→ GIVEN TEXT:
-- Start --

18. Homeless Couch Surfer

That truck broke down on the way to Florida. I could have called some friends back in DC to come get me. I had tons of friends at the time. I probably could have even called my parents at this point. For some reason I wasn’t willing to give up on the geographical cure for my meaningless life that I thought Florida was. I sold everything I owned out of the truck at a rest stop. I got another $100 for scrap metal from the truck itself. I got a one way rental car with that money and made it to Florida with around $50 to spare. My friends that moved to Tampa weren’t too thrilled that I was going to be staying on their sofa with no money, no car, no cell phone, no resume… They were as loving as they could be and told me to hit the street.

I met a college student who mentioned in a conversation that he didn’t have a sofa in his dorm room. I found a sofa on the side of the road and a convinced some guy with a pick up to take it to the college kid’s place.

-- End --

→ WHAT IS BEING ASKED:
Please type out the homeless couch surfer account above word for word, from its heading to its final sentence.

→ SOURCE DATA:
-- Start --

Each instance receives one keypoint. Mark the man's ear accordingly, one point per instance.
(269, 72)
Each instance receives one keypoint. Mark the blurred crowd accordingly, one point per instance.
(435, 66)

-- End --

→ ANSWER TO THE EXERCISE:
18. Homeless Couch Surfer

That truck broke down on the way to Florida. I could have called some friends back in DC to come get me. I had tons of friends at the time. I probably could have even called my parents at this point. For some reason I wasn’t willing to give up on the geographical cure for my meaningless life that I thought Florida was. I sold everything I owned out of the truck at a rest stop. I got another $100 for scrap metal from the truck itself. I got a one way rental car with that money and made it to Florida with around $50 to spare. My friends that moved to Tampa weren’t too thrilled that I was going to be staying on their sofa with no money, no car, no cell phone, no resume… They were as loving as they could be and told me to hit the street.

I met a college student who mentioned in a conversation that he didn’t have a sofa in his dorm room. I found a sofa on the side of the road and a convinced some guy with a pick up to take it to the college kid’s place.